** start of Data for the task **

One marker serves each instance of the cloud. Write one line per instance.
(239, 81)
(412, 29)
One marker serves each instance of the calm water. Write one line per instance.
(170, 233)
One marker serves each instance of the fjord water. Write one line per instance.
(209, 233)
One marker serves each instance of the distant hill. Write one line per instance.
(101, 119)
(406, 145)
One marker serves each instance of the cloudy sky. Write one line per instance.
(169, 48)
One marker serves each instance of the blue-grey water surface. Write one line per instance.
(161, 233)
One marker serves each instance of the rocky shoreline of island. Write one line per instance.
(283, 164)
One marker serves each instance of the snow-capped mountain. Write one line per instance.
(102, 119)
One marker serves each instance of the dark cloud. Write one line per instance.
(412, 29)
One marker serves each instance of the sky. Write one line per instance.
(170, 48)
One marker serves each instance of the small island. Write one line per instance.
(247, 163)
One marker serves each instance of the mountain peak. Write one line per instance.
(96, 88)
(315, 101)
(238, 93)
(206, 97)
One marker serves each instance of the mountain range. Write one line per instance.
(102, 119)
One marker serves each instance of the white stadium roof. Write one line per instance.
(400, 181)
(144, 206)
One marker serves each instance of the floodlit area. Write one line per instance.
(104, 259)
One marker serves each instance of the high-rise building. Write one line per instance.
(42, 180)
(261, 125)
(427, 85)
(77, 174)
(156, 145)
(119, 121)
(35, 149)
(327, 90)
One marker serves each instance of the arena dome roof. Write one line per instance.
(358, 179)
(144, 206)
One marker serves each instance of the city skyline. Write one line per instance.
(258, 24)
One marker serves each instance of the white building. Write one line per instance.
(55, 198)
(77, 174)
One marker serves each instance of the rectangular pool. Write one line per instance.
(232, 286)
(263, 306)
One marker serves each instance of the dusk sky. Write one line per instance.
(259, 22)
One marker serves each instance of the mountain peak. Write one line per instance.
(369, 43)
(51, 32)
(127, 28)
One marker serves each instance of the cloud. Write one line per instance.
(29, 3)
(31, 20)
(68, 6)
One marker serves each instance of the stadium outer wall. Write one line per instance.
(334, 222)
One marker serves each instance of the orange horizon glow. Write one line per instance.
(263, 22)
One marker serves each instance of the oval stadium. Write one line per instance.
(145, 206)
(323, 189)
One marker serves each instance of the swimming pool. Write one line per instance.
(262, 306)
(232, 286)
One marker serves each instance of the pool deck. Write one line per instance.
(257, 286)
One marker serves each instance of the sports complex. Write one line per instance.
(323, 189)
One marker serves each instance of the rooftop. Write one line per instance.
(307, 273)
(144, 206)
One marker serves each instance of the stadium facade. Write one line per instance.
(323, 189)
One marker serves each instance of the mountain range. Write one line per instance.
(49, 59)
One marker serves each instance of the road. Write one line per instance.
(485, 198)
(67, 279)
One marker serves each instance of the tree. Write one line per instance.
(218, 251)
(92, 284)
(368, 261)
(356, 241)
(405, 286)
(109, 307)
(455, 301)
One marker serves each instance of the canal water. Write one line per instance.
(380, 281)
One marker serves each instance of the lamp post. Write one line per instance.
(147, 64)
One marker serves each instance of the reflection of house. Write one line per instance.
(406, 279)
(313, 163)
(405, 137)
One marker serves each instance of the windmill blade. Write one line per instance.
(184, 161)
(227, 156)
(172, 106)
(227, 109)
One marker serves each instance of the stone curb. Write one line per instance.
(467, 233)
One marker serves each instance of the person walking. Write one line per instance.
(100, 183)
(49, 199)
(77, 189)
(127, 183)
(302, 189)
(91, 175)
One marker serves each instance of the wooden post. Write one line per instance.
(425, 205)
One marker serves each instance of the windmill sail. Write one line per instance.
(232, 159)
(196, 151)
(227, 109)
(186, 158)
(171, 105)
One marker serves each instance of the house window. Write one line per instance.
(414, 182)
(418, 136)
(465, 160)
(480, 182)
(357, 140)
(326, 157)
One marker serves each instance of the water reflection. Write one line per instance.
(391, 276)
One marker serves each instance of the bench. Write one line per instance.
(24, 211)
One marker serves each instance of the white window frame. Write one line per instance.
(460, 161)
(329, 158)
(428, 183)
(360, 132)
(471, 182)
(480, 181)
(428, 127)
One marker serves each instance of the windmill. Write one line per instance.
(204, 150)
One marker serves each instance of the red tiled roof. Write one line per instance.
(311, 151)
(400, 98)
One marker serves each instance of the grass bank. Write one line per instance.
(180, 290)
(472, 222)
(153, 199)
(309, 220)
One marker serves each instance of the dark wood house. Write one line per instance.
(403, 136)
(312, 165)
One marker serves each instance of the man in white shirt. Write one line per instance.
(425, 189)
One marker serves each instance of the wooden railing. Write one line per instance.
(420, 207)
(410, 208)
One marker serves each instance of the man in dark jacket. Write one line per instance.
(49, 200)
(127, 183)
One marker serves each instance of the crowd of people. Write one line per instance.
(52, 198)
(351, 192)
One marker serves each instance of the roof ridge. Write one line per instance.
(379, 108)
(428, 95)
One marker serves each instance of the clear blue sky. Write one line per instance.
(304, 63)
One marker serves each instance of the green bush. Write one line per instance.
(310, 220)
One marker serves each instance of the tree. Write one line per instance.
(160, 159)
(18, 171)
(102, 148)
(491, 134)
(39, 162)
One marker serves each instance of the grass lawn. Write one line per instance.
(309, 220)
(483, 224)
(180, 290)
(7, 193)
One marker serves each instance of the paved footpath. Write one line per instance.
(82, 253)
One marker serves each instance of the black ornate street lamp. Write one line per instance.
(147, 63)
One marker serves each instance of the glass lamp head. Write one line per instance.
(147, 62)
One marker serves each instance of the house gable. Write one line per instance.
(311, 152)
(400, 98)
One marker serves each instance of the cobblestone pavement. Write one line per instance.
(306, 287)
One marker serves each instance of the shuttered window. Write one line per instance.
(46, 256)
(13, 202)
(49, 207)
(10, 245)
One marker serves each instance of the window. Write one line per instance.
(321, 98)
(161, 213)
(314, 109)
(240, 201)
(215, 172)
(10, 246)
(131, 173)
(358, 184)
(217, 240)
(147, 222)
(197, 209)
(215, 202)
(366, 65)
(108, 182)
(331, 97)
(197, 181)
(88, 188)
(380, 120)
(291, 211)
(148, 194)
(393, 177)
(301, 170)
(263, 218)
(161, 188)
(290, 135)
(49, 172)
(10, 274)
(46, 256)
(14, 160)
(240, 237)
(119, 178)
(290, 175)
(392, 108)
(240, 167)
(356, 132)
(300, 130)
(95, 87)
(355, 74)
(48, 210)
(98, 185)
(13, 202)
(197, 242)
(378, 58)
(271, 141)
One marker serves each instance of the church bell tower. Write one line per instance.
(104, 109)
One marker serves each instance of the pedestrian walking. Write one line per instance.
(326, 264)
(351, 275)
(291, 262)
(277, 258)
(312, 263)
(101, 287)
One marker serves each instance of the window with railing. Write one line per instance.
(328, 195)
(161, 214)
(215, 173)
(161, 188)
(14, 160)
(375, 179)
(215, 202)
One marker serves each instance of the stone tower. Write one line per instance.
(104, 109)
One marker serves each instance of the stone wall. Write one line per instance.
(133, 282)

** end of Data for the task **

The request — Starting with the line that contains "One marker serves each instance of the black", return each line through the last one of the data above, exactly as written and nothing more.

Response to the exercise —
One marker serves each instance of the black ornate street lamp. Write one line per instance.
(147, 63)
One marker serves each instance of the glass lamp head. Write one line per instance.
(147, 62)
One marker serves each instance of the house gable. Write one line per instance.
(311, 152)
(400, 98)
One marker serves each instance of the cobblestone pavement. Write one line per instance.
(306, 287)
One marker serves each instance of the shuttered window. Write one line per instance.
(46, 256)
(13, 202)
(49, 207)
(10, 245)
One marker serves each instance of the window. Write one line per instance.
(321, 98)
(161, 213)
(314, 109)
(240, 201)
(215, 172)
(10, 246)
(131, 173)
(358, 184)
(217, 240)
(147, 222)
(197, 209)
(215, 202)
(366, 65)
(108, 182)
(331, 97)
(197, 181)
(88, 188)
(380, 120)
(291, 211)
(148, 194)
(393, 177)
(301, 170)
(263, 218)
(161, 188)
(290, 135)
(49, 172)
(10, 274)
(46, 256)
(14, 160)
(240, 237)
(119, 178)
(290, 175)
(392, 108)
(240, 167)
(356, 132)
(300, 130)
(95, 87)
(355, 74)
(48, 210)
(98, 185)
(13, 202)
(197, 242)
(378, 58)
(271, 141)
One marker serves each instance of the church bell tower. Write one line per instance.
(104, 109)
One marker serves each instance of the pedestrian walking. Write one line per instance.
(326, 264)
(351, 275)
(291, 262)
(277, 258)
(312, 263)
(101, 287)
One marker serves each instance of the window with railing. Write one line per instance.
(328, 195)
(161, 214)
(215, 173)
(161, 188)
(14, 160)
(375, 179)
(215, 202)
One marker serves each instance of the stone tower. Write one line per instance.
(104, 109)
One marker serves each instance of the stone wall. Write one line per instance.
(133, 282)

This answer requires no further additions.